Problem to solve.
Locate every line in the entries below that contains the string "wing" and copy each one out. Treat uppercase and lowercase as different.

Given entries.
• • • • • • •
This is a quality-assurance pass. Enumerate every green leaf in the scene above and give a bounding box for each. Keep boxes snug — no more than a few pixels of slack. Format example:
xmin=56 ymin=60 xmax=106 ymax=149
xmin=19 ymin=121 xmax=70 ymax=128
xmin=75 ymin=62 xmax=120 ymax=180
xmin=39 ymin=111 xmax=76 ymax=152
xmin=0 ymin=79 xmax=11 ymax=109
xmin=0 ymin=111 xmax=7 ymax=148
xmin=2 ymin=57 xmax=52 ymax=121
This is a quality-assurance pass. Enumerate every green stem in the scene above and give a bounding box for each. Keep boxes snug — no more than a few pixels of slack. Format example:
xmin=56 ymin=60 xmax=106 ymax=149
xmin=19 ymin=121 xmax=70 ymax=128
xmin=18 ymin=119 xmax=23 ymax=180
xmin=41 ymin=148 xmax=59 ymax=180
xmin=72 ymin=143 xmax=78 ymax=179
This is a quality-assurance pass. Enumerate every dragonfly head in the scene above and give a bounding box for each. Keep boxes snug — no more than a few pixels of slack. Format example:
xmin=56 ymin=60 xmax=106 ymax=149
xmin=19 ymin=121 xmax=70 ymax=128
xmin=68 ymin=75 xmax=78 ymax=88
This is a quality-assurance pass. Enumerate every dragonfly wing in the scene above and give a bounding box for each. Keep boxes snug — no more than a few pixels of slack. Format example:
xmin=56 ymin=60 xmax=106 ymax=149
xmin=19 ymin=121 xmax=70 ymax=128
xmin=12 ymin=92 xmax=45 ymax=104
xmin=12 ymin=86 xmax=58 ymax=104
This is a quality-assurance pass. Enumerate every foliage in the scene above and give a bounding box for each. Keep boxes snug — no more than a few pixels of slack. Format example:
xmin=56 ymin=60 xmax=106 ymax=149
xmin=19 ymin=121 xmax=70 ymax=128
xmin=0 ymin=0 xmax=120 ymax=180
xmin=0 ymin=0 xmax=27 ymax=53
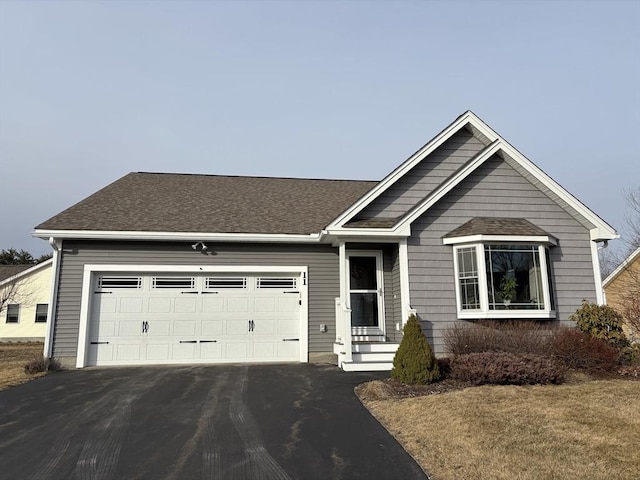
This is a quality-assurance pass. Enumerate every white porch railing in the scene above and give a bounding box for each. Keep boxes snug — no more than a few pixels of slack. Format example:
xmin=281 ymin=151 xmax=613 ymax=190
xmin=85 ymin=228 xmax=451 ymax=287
xmin=335 ymin=297 xmax=353 ymax=366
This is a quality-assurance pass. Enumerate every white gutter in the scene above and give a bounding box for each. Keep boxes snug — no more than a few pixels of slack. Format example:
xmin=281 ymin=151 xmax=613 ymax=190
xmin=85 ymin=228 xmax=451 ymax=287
xmin=31 ymin=230 xmax=322 ymax=243
xmin=43 ymin=237 xmax=62 ymax=358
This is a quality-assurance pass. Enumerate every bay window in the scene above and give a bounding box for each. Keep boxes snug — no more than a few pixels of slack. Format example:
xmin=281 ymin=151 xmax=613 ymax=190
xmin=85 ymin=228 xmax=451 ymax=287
xmin=453 ymin=242 xmax=555 ymax=319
• • • • • • •
Complete response.
This is a quality-assurance pass. Enumerate every dragonfly wing in the scene above and give a bounding box for each. Keep boxes snug — no more than a few pixels of slack. Format example:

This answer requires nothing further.